Given data
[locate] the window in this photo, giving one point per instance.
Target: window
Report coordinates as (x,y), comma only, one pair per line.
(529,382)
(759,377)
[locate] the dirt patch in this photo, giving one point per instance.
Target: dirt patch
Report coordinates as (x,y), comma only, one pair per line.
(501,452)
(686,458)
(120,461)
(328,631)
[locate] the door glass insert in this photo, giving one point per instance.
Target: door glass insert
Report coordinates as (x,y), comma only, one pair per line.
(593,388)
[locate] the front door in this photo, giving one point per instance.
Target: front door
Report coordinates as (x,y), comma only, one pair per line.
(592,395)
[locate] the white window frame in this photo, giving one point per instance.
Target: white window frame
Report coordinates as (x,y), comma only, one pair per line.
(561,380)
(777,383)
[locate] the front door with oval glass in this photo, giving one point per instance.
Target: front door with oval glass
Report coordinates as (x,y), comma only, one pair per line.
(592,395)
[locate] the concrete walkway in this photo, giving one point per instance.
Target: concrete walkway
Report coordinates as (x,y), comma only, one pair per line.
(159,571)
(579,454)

* * *

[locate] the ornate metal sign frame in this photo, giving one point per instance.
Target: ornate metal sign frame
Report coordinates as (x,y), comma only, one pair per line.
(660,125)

==

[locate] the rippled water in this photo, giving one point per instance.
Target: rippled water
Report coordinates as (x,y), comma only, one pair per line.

Short problem
Please count the lines in the records above that contain the string "patch", matching case exactly, and reply with only the number.

Response
2